[Natural language region descriptions]
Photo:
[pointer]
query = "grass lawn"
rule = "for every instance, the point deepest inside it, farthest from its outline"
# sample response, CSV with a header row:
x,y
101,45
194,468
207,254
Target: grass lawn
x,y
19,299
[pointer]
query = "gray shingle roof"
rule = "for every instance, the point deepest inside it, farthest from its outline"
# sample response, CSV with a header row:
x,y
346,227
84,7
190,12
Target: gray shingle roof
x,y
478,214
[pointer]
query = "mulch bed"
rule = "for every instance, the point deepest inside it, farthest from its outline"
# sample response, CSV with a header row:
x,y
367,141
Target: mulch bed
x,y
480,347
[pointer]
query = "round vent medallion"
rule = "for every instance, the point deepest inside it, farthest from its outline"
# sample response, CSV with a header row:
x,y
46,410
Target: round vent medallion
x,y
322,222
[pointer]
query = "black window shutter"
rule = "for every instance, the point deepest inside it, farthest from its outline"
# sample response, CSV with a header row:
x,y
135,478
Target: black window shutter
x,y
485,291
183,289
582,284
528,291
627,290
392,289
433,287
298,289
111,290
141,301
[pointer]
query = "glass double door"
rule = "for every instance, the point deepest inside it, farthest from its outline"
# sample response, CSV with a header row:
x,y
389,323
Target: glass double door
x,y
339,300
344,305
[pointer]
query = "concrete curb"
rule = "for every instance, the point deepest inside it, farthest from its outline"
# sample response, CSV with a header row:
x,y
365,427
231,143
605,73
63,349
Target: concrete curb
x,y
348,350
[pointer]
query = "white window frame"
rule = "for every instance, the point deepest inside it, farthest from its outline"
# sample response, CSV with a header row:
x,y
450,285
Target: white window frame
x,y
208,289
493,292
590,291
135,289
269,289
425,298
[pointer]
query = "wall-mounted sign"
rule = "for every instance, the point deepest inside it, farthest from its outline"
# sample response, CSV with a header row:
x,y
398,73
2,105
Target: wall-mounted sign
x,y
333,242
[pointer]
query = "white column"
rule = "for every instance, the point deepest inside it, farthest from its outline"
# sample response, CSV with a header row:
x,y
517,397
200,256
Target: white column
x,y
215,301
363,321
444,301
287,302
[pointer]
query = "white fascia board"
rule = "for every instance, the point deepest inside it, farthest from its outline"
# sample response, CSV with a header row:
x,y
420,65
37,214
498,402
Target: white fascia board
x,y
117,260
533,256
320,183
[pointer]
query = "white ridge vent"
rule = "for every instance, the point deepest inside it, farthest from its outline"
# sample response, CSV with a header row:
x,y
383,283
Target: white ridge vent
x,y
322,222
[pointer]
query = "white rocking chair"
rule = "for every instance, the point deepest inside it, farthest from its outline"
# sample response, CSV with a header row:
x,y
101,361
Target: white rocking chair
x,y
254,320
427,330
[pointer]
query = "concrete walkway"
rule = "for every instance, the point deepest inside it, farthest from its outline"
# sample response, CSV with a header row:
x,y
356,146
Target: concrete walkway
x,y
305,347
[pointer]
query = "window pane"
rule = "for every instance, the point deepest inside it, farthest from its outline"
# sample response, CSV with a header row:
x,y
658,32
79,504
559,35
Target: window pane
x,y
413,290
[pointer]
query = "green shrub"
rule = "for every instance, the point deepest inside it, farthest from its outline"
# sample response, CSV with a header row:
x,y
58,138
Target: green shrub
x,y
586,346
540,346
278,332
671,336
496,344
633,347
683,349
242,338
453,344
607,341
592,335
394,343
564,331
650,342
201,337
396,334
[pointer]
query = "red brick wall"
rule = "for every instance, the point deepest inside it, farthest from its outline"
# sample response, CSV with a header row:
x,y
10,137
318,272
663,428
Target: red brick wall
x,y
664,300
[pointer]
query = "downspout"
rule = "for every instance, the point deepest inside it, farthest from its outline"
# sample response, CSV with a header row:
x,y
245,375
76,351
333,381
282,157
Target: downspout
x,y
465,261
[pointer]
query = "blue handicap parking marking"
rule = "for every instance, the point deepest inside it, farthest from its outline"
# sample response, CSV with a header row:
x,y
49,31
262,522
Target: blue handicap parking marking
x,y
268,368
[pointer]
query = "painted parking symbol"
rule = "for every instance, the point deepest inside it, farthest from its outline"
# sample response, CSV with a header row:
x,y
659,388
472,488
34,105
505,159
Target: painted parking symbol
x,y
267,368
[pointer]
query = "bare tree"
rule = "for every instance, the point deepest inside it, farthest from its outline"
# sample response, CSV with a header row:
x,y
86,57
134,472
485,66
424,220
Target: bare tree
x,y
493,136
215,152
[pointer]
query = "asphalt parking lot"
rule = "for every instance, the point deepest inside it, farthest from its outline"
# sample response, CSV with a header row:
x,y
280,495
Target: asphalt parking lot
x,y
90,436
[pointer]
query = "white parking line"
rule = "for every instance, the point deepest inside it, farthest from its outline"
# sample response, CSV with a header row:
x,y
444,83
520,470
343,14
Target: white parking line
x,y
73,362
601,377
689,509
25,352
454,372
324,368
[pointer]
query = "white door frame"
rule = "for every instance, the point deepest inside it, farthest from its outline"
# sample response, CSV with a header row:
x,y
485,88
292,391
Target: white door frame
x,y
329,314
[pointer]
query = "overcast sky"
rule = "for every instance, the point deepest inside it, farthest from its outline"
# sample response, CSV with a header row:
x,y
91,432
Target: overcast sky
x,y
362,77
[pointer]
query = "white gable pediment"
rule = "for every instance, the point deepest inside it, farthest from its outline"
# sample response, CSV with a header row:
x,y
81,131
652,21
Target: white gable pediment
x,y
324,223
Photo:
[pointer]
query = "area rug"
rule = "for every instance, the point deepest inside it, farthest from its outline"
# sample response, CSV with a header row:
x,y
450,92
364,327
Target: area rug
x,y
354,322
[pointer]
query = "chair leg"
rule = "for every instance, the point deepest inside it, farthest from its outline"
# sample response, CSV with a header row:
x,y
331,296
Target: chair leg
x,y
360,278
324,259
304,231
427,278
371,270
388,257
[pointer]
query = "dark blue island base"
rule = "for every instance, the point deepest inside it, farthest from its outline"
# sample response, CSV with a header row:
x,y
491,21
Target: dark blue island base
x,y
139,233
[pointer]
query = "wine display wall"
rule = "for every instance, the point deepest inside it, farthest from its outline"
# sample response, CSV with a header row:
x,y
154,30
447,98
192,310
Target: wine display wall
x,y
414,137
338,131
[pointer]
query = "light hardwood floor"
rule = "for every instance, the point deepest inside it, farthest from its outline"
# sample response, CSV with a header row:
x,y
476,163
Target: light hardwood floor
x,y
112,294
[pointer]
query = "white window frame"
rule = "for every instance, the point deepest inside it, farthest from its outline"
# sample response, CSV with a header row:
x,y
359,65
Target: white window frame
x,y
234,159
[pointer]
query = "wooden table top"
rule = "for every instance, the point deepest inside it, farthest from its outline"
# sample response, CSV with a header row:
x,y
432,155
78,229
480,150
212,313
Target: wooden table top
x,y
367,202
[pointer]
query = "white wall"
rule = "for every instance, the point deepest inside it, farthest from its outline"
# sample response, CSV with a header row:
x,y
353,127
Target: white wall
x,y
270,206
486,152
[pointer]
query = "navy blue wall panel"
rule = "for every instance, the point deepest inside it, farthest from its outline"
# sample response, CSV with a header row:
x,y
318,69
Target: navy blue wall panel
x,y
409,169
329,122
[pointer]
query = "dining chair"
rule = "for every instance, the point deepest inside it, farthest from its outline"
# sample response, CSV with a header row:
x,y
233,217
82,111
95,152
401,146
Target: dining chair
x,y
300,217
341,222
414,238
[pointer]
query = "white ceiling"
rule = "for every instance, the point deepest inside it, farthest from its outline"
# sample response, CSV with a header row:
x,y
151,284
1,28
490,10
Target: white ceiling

Activity: Your task is to retype all of the records exactly.

Solution to the problem:
Photo:
[pointer]
query = "grass lawn"
rule = "for every instance, the point deepest inside it, farthest from its outline"
# sample response, CSV with a header row:
x,y
101,45
194,468
207,254
Target: grass lawn
x,y
19,299
[pointer]
query = "gray shingle roof"
rule = "for every instance, the point deepest inside it, farthest from its outline"
# sample response, CSV with a header row:
x,y
346,227
84,7
190,12
Target: gray shingle roof
x,y
478,214
[pointer]
query = "mulch bed"
rule = "for every instance, the point deepest inside it, farthest from its outline"
# sample response, CSV with a header row:
x,y
367,141
Target: mulch bed
x,y
480,347
[pointer]
query = "round vent medallion"
rule = "for every instance, the point deepest inside it, farthest from its outline"
# sample response, CSV with a header row:
x,y
46,410
Target: round vent medallion
x,y
322,222
[pointer]
query = "black window shutter"
rule = "for every instance, the point deepest inside it, farthest from its outline"
# sample response, CSV with a header row:
x,y
135,478
Target: black window shutter
x,y
485,291
183,289
582,284
528,291
627,290
392,289
433,287
298,289
111,290
141,301
[pointer]
query = "glass double door"
rule = "for every instance, the point deepest inside it, farthest from its outline"
# sample response, CSV with a header row:
x,y
389,323
Target: glass double door
x,y
339,300
344,305
[pointer]
query = "concrete curb"
rule = "for every instance, the point deepest inside it, farthest from its outline"
# sample response, CSV with a header row:
x,y
365,427
231,143
605,73
63,349
Target: concrete curb
x,y
348,350
[pointer]
query = "white window frame"
rule = "for every instance, the point deepest inside it, farthest from its outline"
# sample response, CSV with a header row:
x,y
450,285
Target: white window frame
x,y
208,289
493,292
590,291
135,289
269,289
425,298
[pointer]
query = "wall-mounted sign"
rule = "for every instance, the point deepest inside it, farthest from its outline"
# sample response, CSV with a header row:
x,y
398,73
2,105
Target: wall-mounted sign
x,y
333,242
[pointer]
query = "white column"
rule = "for every instance, the point deepest inside it, farthest from its outline"
# sample response, CSV with a header row:
x,y
517,397
200,256
Target: white column
x,y
215,301
363,321
444,301
287,302
[pointer]
query = "white fascia board"
rule = "for every instance, the point deepest inside it, farthest from its outline"
# sample response, CSV with a header row:
x,y
420,65
37,214
498,402
Target: white fascia board
x,y
117,260
533,256
320,183
[pointer]
query = "white ridge vent"
rule = "for every instance, the point deepest inside it, farthest from its outline"
# sample response, CSV with a header row:
x,y
383,283
Target: white ridge vent
x,y
322,222
[pointer]
query = "white rocking chair"
rule = "for every instance, the point deepest inside it, farthest from its outline"
# sample response, CSV with a header row:
x,y
101,361
Target: white rocking chair
x,y
254,320
427,330
[pointer]
query = "concrete walkway"
rule = "for every instance, the point deepest inside it, farthest from its outline"
# sample response, CSV with a header row:
x,y
356,146
Target: concrete walkway
x,y
305,347
[pointer]
query = "window pane"
rule = "for every instance, the point deepest inside it, farthest from its outline"
# sample response, CSV with a header row:
x,y
658,32
79,504
559,35
Target: window pane
x,y
413,290
[pointer]
query = "green shrub"
rule = "for every instance, the point deepest inside it, farthest from its outline"
# sample response, CSV with a header row:
x,y
58,138
Target: green shrub
x,y
586,346
540,346
278,332
671,336
496,344
633,347
683,349
242,338
453,344
607,341
592,335
394,343
564,331
650,342
201,337
396,334
[pointer]
query = "red brick wall"
rule = "for every instance, the point deepest inside it, farthest from its outline"
# sample response, CSV with a header row:
x,y
10,137
318,272
663,428
Target: red brick wall
x,y
664,300
[pointer]
query = "downspout"
rule = "for every instance, the point deepest inside it, farthest from its outline"
# sample response, CSV with a header row:
x,y
245,375
76,351
333,381
282,157
Target: downspout
x,y
465,261
[pointer]
query = "blue handicap parking marking"
rule = "for every instance, the point deepest inside it, farthest from its outline"
# sample response, CSV with a header row:
x,y
49,31
262,522
Target: blue handicap parking marking
x,y
268,368
[pointer]
query = "painted parking symbol"
rule = "for every instance, the point deepest inside it, farthest from its outline"
# sample response, CSV with a header row:
x,y
659,388
472,488
34,105
505,159
Target: painted parking symbol
x,y
267,368
[pointer]
query = "bare tree"
rule = "for every instance, the point deepest inside it, farthest from its outline"
# sample response, CSV with a header row:
x,y
86,57
134,472
485,66
424,220
Target: bare tree
x,y
493,136
215,152
[pointer]
query = "asphalt parking lot"
rule = "for every instance, the point deepest inside it, farthest from its outline"
# sample response, CSV with a header row:
x,y
280,495
Target: asphalt parking lot
x,y
90,436
[pointer]
query = "white parking line"
rule = "for every instance, the point deepest inside it, farthest from its outline"
# sample response, CSV with a header row:
x,y
444,83
520,470
343,14
Target: white parking line
x,y
73,362
601,377
689,509
25,352
454,372
324,368
[pointer]
query = "white door frame"
rule = "for every instance, the point deepest inside it, farthest from its outline"
# sample response, CSV with a header row:
x,y
485,88
292,391
Target: white door frame
x,y
329,314
[pointer]
query = "overcast sky"
rule = "for every instance, the point deepest inside it, farthest from its outline"
# sample response, CSV with a header row:
x,y
91,432
Target: overcast sky
x,y
362,77
[pointer]
query = "white gable pediment"
rule = "for every instance, the point deepest inside it, farthest from its outline"
# sample response, CSV with a header row:
x,y
81,131
652,21
Target: white gable pediment
x,y
324,223
Photo:
[pointer]
query = "area rug"
rule = "for every instance, the point deepest inside it, farthest from its outline"
# sample response, CSV with a header row:
x,y
450,92
364,327
Target: area rug
x,y
354,322
[pointer]
query = "chair leg"
rule = "for every instance, the point deepest inside it, farthest from its outline"
# sample response, CSV with a header row:
x,y
331,296
Target: chair leg
x,y
360,278
324,259
304,231
427,278
371,270
388,257
[pointer]
query = "dark blue island base"
rule = "for every instance, the point deepest inside it, farthest from its outline"
# sample response, CSV with a header row:
x,y
491,21
Target: dark blue island base
x,y
139,233
[pointer]
query = "wine display wall"
rule = "for every instance, the point deepest inside it, farthest from its outline"
# sample response, CSV with a header row:
x,y
154,30
447,98
192,310
Target: wine display wall
x,y
414,137
338,131
[pointer]
query = "light hardwood floor"
rule = "for every instance, the point deepest inside it, farthest from its outline"
# sample response, CSV with a header row:
x,y
476,163
Target: light hardwood floor
x,y
112,294
[pointer]
query = "white window frame"
rule = "for every instance, the point deepest inside it, farthest from its outline"
# sample response, CSV with a header row:
x,y
359,65
Target: white window frame
x,y
234,159
[pointer]
query = "wooden table top"
rule = "for every instance, the point deepest inside it, farthest from its outline"
# sample response, CSV with a header row:
x,y
432,155
78,229
480,150
212,313
Target: wooden table top
x,y
367,202
[pointer]
query = "white wall"
rule = "for every instance, the point deepest inside it, farthest from its outline"
# sample response, CSV with a header row:
x,y
353,127
Target: white wall
x,y
270,206
486,152
[pointer]
query = "navy blue wall panel"
rule = "for every instance, the point deepest inside it, farthest from its outline"
# sample response, CSV with a header row:
x,y
318,69
Target: navy blue wall panel
x,y
409,169
329,122
[pointer]
query = "dining chair"
rule = "for every instance, the point deepest inside it, farthest from its outline"
# sample response, CSV with a header row:
x,y
233,217
82,111
95,152
401,146
Target: dining chair
x,y
300,217
341,222
414,238
[pointer]
query = "white ceiling"
rule = "for every instance, the point deepest inside it, farthest from its outline"
# sample response, CSV with a header row:
x,y
151,284
1,28
490,10
Target: white ceiling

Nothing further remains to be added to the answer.